Written instruction: Write each line word for word, from the line that contains "as in (160,415)." through the last line of the material below.

►

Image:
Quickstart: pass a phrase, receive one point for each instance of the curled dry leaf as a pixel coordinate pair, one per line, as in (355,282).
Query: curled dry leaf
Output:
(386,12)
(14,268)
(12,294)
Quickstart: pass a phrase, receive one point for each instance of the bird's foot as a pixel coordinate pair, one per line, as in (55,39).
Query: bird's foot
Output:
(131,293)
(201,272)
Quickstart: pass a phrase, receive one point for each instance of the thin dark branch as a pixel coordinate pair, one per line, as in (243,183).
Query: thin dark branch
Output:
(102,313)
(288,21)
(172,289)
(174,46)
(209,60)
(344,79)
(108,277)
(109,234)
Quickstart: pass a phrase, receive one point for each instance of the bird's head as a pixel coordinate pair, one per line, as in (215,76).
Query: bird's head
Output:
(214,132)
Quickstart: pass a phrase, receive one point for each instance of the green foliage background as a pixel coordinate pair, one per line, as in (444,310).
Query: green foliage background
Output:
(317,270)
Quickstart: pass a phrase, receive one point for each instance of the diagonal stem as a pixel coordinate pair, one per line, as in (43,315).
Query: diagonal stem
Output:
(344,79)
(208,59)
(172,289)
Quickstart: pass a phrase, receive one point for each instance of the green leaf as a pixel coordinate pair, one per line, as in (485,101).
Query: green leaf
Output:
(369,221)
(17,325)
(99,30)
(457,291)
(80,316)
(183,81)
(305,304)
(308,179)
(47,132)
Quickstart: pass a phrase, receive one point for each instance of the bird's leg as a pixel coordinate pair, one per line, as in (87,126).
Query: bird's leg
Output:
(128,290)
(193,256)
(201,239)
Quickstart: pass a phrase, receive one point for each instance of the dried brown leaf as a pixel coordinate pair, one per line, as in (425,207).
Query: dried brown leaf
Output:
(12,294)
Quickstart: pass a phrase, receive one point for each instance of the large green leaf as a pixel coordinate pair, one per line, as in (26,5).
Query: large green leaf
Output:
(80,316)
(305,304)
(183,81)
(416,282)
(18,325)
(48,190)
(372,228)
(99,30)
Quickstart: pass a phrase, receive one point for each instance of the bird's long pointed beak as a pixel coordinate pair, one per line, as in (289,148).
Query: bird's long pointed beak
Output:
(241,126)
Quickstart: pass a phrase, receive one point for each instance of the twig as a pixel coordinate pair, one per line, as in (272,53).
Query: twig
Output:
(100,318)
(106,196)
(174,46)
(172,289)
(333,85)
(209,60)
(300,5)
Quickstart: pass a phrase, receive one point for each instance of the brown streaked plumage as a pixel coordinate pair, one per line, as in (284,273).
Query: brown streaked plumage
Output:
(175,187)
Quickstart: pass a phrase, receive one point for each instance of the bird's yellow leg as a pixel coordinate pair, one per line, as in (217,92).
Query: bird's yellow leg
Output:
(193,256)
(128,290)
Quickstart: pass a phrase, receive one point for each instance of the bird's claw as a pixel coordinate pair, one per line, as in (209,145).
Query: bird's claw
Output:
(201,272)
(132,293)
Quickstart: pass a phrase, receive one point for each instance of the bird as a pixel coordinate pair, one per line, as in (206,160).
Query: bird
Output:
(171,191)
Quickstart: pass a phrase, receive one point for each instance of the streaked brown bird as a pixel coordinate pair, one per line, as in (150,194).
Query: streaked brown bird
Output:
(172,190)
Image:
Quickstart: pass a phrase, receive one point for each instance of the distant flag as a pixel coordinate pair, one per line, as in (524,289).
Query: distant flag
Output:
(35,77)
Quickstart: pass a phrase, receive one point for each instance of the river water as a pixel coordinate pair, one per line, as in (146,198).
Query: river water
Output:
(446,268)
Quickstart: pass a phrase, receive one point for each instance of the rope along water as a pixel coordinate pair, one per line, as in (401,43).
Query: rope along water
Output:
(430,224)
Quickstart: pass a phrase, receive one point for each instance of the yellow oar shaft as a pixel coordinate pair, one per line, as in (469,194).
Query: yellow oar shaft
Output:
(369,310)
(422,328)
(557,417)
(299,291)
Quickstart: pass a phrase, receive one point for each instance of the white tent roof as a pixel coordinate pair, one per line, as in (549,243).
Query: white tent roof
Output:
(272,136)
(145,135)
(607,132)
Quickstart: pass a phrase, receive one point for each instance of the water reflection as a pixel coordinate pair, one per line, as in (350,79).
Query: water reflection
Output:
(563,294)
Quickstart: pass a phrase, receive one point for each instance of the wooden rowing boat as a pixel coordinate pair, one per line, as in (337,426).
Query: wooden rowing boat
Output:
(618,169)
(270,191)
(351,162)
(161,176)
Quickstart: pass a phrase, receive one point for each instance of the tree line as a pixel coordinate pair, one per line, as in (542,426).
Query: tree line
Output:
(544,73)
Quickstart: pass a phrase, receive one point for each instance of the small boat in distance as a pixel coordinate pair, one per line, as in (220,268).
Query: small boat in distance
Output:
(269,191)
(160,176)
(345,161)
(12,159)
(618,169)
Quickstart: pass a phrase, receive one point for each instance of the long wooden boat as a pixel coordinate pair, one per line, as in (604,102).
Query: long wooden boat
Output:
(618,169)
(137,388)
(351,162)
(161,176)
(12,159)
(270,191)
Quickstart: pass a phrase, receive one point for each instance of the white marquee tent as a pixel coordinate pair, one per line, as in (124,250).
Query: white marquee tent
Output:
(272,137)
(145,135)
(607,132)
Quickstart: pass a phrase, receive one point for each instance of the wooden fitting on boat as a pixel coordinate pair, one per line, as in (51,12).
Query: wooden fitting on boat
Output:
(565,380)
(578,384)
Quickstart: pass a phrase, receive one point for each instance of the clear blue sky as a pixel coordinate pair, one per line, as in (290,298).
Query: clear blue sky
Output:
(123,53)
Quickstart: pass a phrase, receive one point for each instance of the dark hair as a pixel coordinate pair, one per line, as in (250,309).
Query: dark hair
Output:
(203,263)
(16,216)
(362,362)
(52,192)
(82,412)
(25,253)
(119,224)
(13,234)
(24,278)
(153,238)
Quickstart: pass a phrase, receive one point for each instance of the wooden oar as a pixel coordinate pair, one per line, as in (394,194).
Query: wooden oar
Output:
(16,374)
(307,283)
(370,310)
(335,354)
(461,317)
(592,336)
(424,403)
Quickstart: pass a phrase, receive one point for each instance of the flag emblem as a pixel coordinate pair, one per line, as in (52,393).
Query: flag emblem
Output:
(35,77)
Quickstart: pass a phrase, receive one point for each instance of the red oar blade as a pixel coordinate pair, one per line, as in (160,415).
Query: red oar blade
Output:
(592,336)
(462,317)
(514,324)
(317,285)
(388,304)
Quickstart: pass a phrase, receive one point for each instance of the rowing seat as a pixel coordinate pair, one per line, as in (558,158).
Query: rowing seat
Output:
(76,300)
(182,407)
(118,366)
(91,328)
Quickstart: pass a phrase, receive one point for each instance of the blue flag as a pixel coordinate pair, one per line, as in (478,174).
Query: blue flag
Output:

◄

Response to the exercise:
Quickstart: pass a phrase, receive one point for each instance of the red oar blade as a pixel coordinate pair, one per line, as in (160,415).
Query: red oar blade
Output:
(592,336)
(462,317)
(514,324)
(317,285)
(388,304)
Quickstart: pass a phrase, receive one point for each instance of the rowing seat as a pixel coordinate pair, one per line, as in (558,158).
Query: rowing seat
Output:
(76,300)
(182,407)
(118,366)
(91,328)
Quickstart: pass a phrase, receive one point for each instance of the blue flag as a pixel coordinate pair, one per line, as in (478,174).
Query: blue flag
Output:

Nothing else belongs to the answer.